> **Excerpted passage**
==================================================
No, this was the first entry every time we have it in /var/log/messages. dmesg also holds the same. After reboot, it simply fixes without anyone doing anything.

The Linux we are running is definitely amazon baked one, looks like this - 
$~: uname -a Linux ip-100-0-100-1 3.2.34-55.46.amzn1.x86_64 #1 SMP Tue Nov 20 10:06:15 UTC 2012 x86_64 x86_64 x86_64 GNU/Linux

 - dmesg shows something like this after repairing/rebooting - 

[    8.414176] SGI XFS with ACLs, security attributes, realtime, large block/inode numbers, no debug enabled
[    8.415342] SGI XFS Quota Management subsystem
[    8.417664] XFS (md0): Mounting Filesystem
[    8.771553] XFS (md0): Starting recovery (logdev: internal)
[    9.977325] XFS (md0): Ending recovery (logdev: internal)

Check the first line there, it says no debug enabled. How good/bad is this debug mode in production environments? We are not getting any corruption in our local/test environments, in production, we are getting it once on every third day.

Dave, 
You say unlinked inode list, but if that, it should have an entry in /var/log/messages, right?
==================================================
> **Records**
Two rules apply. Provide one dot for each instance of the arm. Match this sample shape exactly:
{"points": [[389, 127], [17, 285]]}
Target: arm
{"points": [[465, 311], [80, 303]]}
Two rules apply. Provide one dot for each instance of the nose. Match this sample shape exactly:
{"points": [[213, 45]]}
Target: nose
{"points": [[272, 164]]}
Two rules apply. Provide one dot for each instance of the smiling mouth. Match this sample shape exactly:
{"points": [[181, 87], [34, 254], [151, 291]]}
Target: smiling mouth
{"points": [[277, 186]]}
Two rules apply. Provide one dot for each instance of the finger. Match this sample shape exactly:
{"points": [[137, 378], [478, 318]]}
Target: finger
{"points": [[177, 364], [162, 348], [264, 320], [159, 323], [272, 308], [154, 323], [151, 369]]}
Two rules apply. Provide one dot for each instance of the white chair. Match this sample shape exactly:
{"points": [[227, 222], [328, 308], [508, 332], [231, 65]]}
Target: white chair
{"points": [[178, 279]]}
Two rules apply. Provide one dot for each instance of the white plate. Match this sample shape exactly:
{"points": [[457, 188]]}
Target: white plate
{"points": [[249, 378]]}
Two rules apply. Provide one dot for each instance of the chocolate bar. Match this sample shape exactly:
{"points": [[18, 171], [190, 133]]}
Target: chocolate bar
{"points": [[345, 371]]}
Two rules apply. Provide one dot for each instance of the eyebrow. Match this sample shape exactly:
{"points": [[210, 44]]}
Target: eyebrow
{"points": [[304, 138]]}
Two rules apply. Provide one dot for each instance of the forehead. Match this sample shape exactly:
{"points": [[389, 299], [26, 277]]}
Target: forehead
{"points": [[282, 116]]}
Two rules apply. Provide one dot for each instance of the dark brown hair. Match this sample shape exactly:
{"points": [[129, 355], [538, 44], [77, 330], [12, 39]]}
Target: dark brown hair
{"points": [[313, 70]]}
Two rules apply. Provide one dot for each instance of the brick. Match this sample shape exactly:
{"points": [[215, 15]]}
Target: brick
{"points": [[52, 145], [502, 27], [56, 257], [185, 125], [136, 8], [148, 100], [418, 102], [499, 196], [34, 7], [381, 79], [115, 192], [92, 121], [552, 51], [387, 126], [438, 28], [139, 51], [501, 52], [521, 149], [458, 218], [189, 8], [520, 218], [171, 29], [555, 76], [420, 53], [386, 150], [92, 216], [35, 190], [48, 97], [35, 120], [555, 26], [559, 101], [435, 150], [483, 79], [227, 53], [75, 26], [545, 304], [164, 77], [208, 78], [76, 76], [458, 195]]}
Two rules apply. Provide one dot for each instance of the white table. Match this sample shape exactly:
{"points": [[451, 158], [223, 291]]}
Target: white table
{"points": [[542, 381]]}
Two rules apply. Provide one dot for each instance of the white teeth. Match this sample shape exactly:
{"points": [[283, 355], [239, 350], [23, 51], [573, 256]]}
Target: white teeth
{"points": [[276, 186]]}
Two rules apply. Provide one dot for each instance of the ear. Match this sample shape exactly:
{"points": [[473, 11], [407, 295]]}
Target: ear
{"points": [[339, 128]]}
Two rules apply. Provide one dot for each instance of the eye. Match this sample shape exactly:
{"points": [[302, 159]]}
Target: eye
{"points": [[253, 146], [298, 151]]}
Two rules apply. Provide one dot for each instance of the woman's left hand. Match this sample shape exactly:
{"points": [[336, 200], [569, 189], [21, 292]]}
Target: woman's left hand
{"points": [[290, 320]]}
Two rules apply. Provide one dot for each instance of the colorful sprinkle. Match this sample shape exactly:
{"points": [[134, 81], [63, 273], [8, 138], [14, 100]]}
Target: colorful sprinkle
==================================================
> **Tasks**
a: Rewrite the rows between the line holding "of the woman's" and the end of the rows, inclusive, changing "instance" to "occurrence" and leaving everything else as it is.
b: Continue the forum post about the recurring XFS filesystem recovery on the production server, picking up right after its final sentence.

> **Answers to the exercises**
a:
Two rules apply. Provide one dot for each occurrence of the woman's left hand. Match this sample shape exactly:
{"points": [[336, 200], [569, 189], [21, 292]]}
Target: woman's left hand
{"points": [[290, 320]]}
Two rules apply. Provide one dot for each occurrence of the colorful sprinkle. Match this sample shape exactly:
{"points": [[134, 81], [63, 273], [8, 138], [14, 100]]}
Target: colorful sprinkle

b:
Anyway, how can we create this situation? By forcing multiple processes to write/delete files from small disk? Since we are still unaware of what is causing this issue, reproducing it in local/production environment is just shooting in dark... :(

Does turning up the error level affect the data in any way? Or is it *just* detailed good logging while being sensitive to all small errors?


Really appreciate the support that you devs are giving which really is the job of AWS support... I so wish they had some helpful and knowledgeable people in support.



On Thu, Mar 14, 2013 at 5:12 AM, Dave Chinner <david@xxxxxxxxxxxxx> wrote:
On Wed, Mar 13, 2013 at 01:56:35PM -0500, Eric Sandeen wrote:
> XFS (md0): xfs_iunlink_remove: xfs_itobp() returned error 117.

Corrupted unlinked inode list. You need to run xfs_repair to fix
this.

Chers,

Dave.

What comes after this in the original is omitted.